___ Text provided

Hey, Thorne Smith. Topper and his ghosts, the ghosts were definately urban Americans.
Angels
You'll have to look beyond Christianity. Some forms of New Age and Wicca seem to include a belief in pervasive spirits; but the problem there is that you won't be resonating with readers who don't hold those beliefs.
So, let's see. We can't find spirits in commonly held American beliefs. You don't want to import foreign spirits, because they feel tacked on. The standard American answer is to build our own; but, of course, that won't distinguish itself from a host of other fantasies that talk about the Tricksies and the Tracksies, or whatever.

______
___ Information given

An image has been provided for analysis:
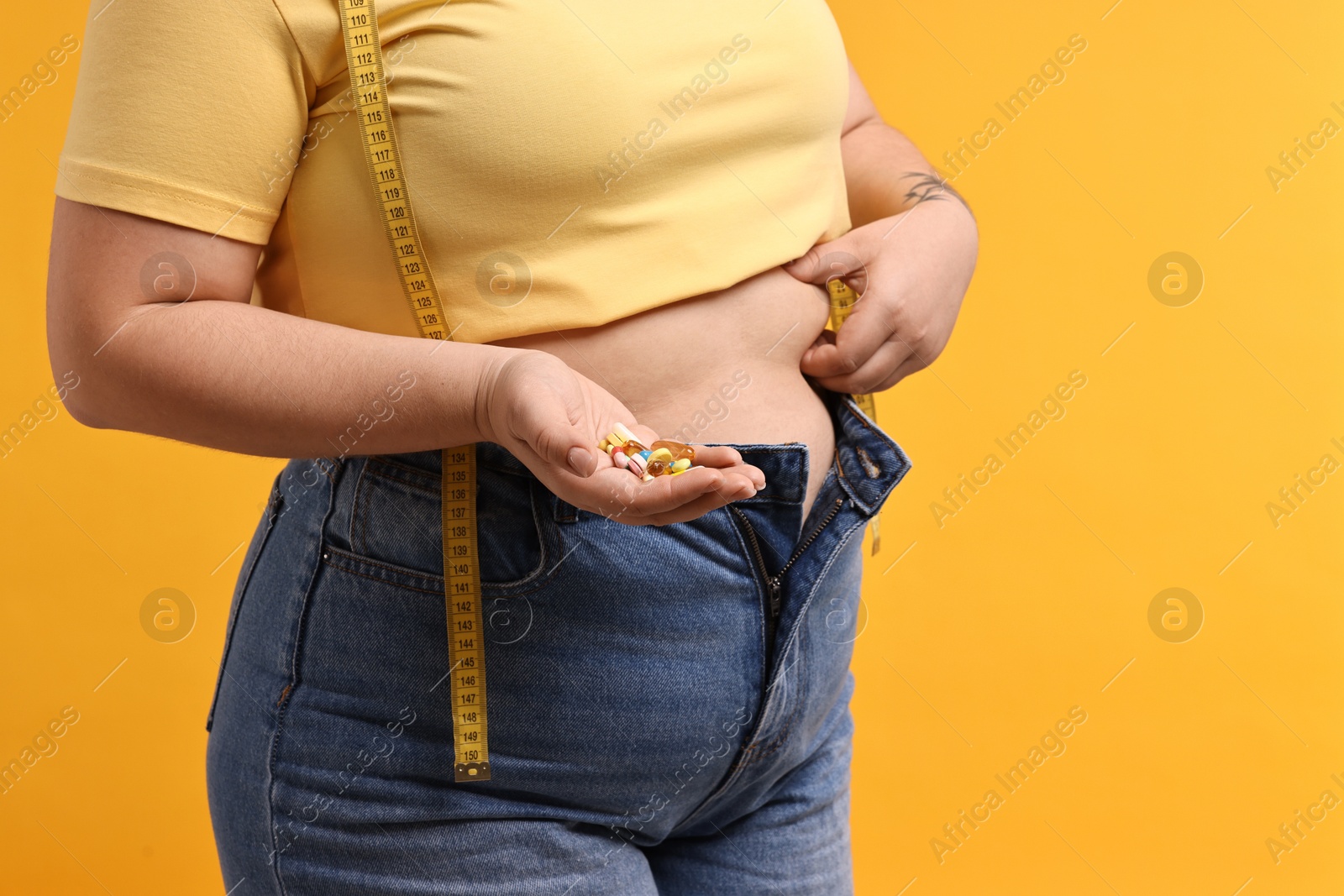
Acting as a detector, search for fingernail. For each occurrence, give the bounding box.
[567,448,593,475]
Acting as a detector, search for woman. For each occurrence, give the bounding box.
[49,0,976,896]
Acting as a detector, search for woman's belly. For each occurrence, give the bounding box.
[495,267,835,506]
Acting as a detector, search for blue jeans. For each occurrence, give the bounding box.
[206,394,910,896]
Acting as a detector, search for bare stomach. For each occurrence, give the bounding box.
[496,267,835,506]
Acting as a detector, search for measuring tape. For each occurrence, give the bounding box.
[827,277,882,553]
[339,0,491,782]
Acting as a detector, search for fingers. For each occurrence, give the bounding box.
[567,462,764,525]
[513,389,596,477]
[693,445,764,491]
[805,340,925,395]
[784,228,872,285]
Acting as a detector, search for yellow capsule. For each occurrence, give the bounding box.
[652,439,695,461]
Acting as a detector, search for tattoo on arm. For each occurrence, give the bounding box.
[903,170,970,211]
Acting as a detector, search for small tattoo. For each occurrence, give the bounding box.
[905,170,970,211]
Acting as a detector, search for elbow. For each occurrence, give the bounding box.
[49,365,113,430]
[47,328,113,430]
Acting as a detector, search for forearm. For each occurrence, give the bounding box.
[52,301,517,457]
[840,117,965,227]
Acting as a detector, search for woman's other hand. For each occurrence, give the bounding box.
[477,349,764,525]
[784,191,979,395]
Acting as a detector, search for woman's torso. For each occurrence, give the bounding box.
[258,0,849,505]
[499,267,835,506]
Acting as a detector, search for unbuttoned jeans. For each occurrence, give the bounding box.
[207,394,910,896]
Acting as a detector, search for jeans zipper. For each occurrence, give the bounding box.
[728,498,844,670]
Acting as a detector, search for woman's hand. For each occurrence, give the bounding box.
[475,349,764,525]
[784,193,979,395]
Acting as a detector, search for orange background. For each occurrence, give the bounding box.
[0,0,1344,896]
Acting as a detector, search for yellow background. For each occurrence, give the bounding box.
[0,0,1344,896]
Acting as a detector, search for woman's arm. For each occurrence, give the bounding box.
[840,63,970,227]
[47,199,764,524]
[785,58,979,394]
[47,197,513,457]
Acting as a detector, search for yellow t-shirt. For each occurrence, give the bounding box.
[56,0,849,343]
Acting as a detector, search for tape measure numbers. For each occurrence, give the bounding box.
[338,0,491,782]
[827,277,882,553]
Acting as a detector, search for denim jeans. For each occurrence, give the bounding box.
[207,394,910,896]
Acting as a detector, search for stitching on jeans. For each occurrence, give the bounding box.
[323,548,444,596]
[266,467,338,894]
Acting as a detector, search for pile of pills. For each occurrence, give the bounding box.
[596,423,695,482]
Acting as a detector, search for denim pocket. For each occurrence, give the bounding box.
[340,457,560,596]
[206,470,285,731]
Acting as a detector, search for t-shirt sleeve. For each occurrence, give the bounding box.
[56,0,309,244]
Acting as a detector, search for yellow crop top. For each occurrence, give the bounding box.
[56,0,851,343]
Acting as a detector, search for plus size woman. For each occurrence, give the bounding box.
[49,0,977,896]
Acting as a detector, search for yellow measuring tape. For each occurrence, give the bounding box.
[827,277,882,553]
[339,0,491,782]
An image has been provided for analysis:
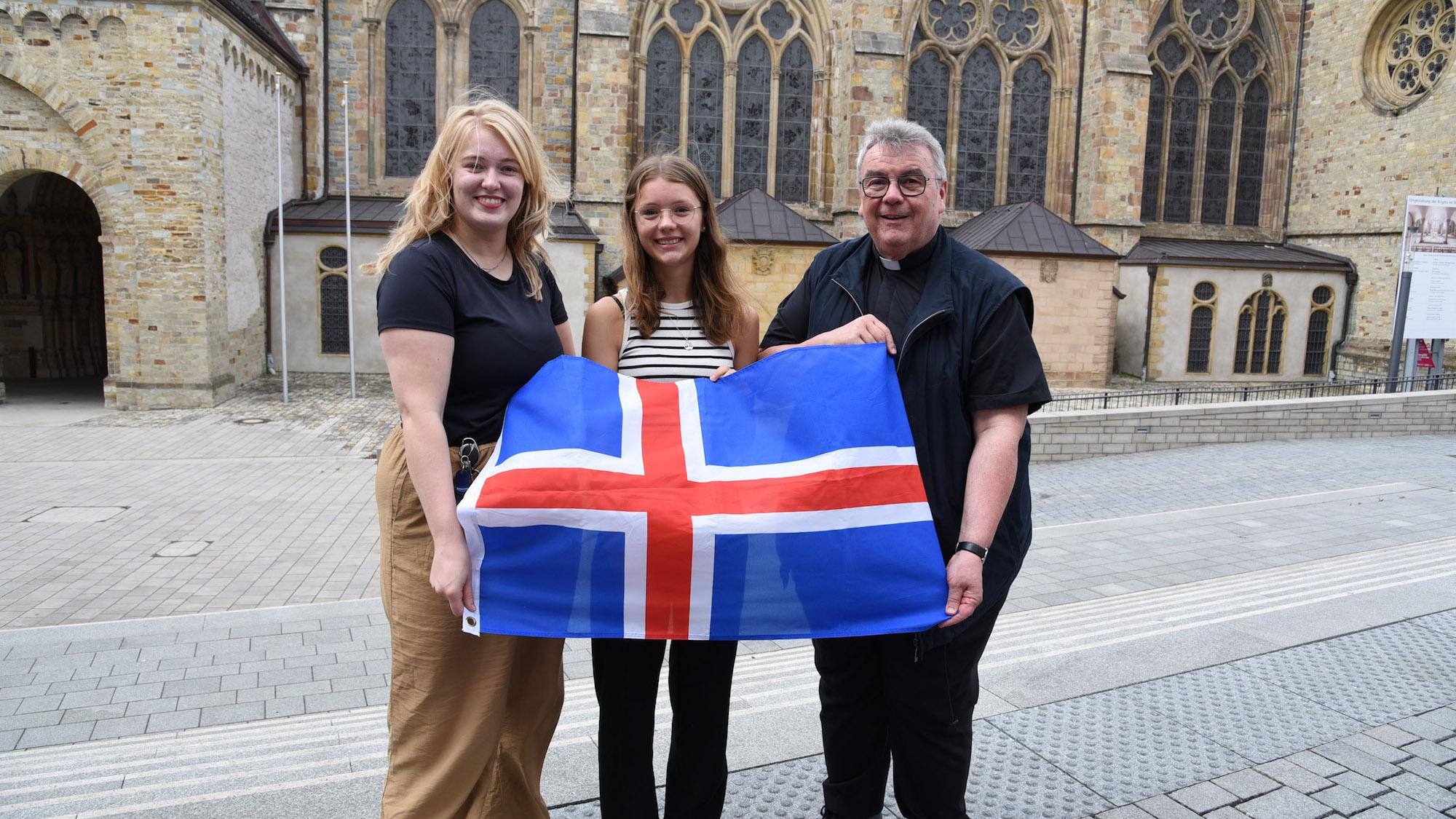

______

- [Required actions]:
[a] In the text about spirits in American fiction, what kind of Americans were the ghosts in Topper?
[b] Continue the text about spirits in American fiction from where it stops.
The listing is separate material from the text about spirits in American fiction.

- [Written answers]:
[a] They were urban Americans.

[b]
Perhaps you could solve the problem by importing it into the story. A group of spiritualists are disappointed that America doesn't have its own spirits, so they set out to create their own. They might do so by magic (summon up raw spirit and shape it into a form that makes sense to Americans), or they might use technology. Personally, I think the tech approach works better; it fits into the "American ingenuity" meme/myth. The spirits might take the form of AIs which spread as viruses through the Internet—you can make them more effective by setting the story around 2020 or so, when you can postulate ubiquitous wireless broadband, cameras, and CPUs. You could have just a few spirits (Greed, Ingenuity, Hard Work, maybe more), each working as a distributed system; each CPU infected with a Greed virus is then running part of the Greed AI. Each camera that CPU can access is one of Greed's eyes; each machine it can control is one of Greed's hands. If the tech background includes augmented reality, then the spirits can really invade my sensorium. Ingenuity can look through my eyes and highlight the book in the library that includes a clue to solve the problem I'm working on; Hard Work can keep me from smelling the popcorn that might distract me from my problem; Greed can filter my hearing and amplify the conversation in the next cube about the new gadget it thinks I should want.
Could be pretty scary, actually.
Re: Angels
Re: Angels
I think that in the sixties and seventies that computers held for us the kind of awe reserved for the supernatural, but now that we have Microsoft instead of the Enterprise computer, that's gone by the wayside.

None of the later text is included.